- _EXERCISE GOAL_:
Recast the entries below as a Markdown table with the columns Row and Line, starting at the line that contains "the kitten's head" and ending at the line that contains "(1022, 552)", both included. Number each line in Row, and leave out blank lines.

+++ ENTRIES SUPPLIED +++

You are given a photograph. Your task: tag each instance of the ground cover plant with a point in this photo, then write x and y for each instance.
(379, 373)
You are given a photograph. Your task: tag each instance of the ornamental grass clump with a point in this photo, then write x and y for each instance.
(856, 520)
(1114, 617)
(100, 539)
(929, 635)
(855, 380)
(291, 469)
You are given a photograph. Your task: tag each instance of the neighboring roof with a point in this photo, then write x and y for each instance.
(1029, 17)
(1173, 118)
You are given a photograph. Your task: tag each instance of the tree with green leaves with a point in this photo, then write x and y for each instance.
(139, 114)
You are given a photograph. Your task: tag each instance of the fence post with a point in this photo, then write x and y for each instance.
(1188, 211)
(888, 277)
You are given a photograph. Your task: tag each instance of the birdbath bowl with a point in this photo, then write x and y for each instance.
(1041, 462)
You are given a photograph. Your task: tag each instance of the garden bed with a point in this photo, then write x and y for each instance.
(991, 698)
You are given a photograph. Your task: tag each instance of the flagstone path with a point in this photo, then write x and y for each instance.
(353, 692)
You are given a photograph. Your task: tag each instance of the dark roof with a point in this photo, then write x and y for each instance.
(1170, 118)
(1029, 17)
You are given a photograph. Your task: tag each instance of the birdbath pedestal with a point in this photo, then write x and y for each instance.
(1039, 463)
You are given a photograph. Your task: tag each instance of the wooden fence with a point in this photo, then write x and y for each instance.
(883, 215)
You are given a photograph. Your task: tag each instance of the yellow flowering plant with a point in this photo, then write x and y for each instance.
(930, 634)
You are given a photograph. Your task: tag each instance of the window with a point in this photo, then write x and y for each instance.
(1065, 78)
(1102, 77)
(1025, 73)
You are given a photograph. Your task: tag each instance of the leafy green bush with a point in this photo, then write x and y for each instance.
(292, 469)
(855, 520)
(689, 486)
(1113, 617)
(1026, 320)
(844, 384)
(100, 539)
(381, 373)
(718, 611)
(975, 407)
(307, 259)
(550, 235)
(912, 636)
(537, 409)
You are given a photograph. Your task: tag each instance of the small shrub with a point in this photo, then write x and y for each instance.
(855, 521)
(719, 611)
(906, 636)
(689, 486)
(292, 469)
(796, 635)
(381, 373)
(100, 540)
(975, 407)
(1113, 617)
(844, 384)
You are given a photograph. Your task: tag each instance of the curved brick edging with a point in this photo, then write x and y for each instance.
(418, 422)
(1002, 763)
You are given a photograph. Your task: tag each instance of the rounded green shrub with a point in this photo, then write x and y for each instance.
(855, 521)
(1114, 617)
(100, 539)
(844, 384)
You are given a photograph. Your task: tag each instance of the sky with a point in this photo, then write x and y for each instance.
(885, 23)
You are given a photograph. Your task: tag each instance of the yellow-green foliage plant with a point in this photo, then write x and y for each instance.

+++
+++ ENTRIES SUPPLIED +++

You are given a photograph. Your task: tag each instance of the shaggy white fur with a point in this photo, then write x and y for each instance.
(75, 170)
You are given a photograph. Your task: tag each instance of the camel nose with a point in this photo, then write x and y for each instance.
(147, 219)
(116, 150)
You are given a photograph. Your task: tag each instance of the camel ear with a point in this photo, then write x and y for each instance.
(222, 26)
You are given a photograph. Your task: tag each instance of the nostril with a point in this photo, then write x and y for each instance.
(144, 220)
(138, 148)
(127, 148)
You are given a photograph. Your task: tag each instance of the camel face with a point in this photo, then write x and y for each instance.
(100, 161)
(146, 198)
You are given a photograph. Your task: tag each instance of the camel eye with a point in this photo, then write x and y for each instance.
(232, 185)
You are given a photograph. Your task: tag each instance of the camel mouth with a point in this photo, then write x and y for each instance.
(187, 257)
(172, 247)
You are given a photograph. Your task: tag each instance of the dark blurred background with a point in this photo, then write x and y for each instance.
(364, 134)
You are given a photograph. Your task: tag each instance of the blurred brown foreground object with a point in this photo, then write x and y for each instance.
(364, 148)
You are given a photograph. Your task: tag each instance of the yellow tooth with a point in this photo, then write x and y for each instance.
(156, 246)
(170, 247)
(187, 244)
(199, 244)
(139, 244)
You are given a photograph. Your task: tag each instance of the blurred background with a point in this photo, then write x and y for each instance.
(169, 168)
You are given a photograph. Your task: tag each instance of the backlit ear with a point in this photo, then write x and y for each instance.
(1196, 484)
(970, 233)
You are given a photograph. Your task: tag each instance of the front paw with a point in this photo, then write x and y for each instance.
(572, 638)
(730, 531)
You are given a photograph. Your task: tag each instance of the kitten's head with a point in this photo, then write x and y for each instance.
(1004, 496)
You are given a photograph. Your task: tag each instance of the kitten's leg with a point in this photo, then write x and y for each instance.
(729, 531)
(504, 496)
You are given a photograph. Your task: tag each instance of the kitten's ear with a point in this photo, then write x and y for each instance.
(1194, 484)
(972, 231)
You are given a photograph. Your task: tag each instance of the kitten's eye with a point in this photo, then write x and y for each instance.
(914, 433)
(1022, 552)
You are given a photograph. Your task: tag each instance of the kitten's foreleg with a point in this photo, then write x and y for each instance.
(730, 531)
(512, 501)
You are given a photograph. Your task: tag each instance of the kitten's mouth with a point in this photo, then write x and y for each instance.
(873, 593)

+++

- _WRITTEN ANSWER_:
| Row | Line |
|---|---|
| 1 | You are given a photograph. Your task: tag each instance of the kitten's head with a point in this photo, then write x and y for each instance. |
| 2 | (1004, 496) |
| 3 | You are given a photograph. Your task: tag each instance of the kitten's leg with a point in this photo, then write x and y for each instance. |
| 4 | (729, 531) |
| 5 | (504, 496) |
| 6 | You are given a photograph. Your task: tag each instance of the kitten's ear with a point in this photo, then write x and y for each instance. |
| 7 | (1194, 484) |
| 8 | (972, 231) |
| 9 | You are given a photograph. Your task: tag each instance of the kitten's eye with a point in this photo, then write x and y for each instance. |
| 10 | (914, 433) |
| 11 | (1022, 552) |